> [Document section]:
Big Up the P-List, yo!

Ian Livingston igrlivingston at gmail.com
Wed Aug 12 21:27:32 CDT 2009


I wonder how many 'listers there are out here South Dakota?

On Wed, Aug 12, 2009 at 8:56 PM, Charles Albert<cfalbert at gmail.com> wrote:
> On the subject of Dylan, has anyone else seen WALK HARD?
>
> The Dylan spoofs are a riot....
>
>
> love,
> cfa
>
> On Tue, Aug 11, 2009 at 6:53 PM, Carvill John <johncarvill at hotmail.com>
> wrote:
>>
>> I've been on and off this list for years now. It's a bit like smoking,
>> which you're expected to give up eventually. Ach, lets face it, it's more
>> like smoking dope, which we're expectd never even to take up, but  you get
>> the point. A pleasurable habit which sometimes has its down sides, and which
>> in any case your wife would rather you knock on the head for good. But, as
>> possible Pynchon mate Bob Dylan said, in the course of his last truly great
>> album 'Love & Theft' (the only Dylan album title to have included inverted
>> commas in the title, how Pynchonian), "Sometimes someone wants you to give
>> something up and, tears or not, it's too much to ask".
>>
>> What I really like about Paul's post, below, is that he says he's
>> concurring with me - and he *is*, I think - his comments could just as
>> easily be marshalled to make a case against me. Not that I had an argument
>> to argue against in the first place.

> [Set task 1]: In the mailing-list post, which album does John Carvill call Bob Dylan's last truly great one?
> [Set task 2]: Carry on the mailing-list post from the point where it stops.
The lines after the mailing-list post are not needed.

> [Data shown]:
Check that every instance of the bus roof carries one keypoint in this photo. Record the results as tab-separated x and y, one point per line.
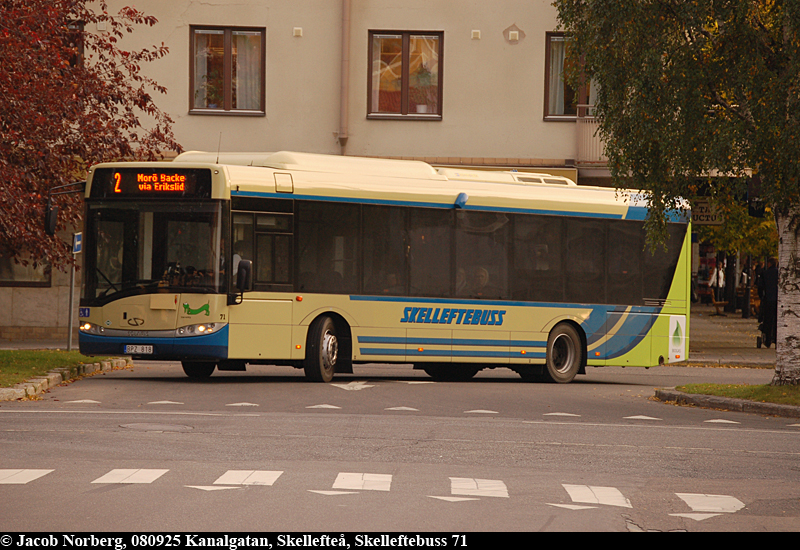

> [Right answer 1]: 'Love & Theft'

> [Right answer 2]:
>>
>> But what I really mean is that I appreciate this forum for the opportunity
>> it gives to a lot of multiply diverse people to discuss such a range of
>> matters, either related to TRP or not. It doesn't get said often enough -
>> and if it does it's by p-list stalwart and all-round Voltarian good egg Dave
>> Monroe - but we would all, surely, be the poorer for the loss of this list.
>> Which seems like small potatoes in the 'my latest pearl of wisdom' stakes;
>> but which also means we would all be the poorer for the loss of each other,
>> dunnit?
>>
>> So - big up y'self, all merry p-lister folk. A-and, ask
>> y'sel'.............
>>
>>
>>
>> >
>> > I would very much concur with the above.
>> >
>> > IV is a pastiche combining the hardboiled detective story with the doper
>> > genre or flick. The author has to be selective, so that one form doesn't
>> > detract from the other. The detecive has to maintain his mental acuity a
>> > good deal of the time or what would be the point. On the other hand,
>> > what
>> > would be the 70s without a lot of drug participation and talk.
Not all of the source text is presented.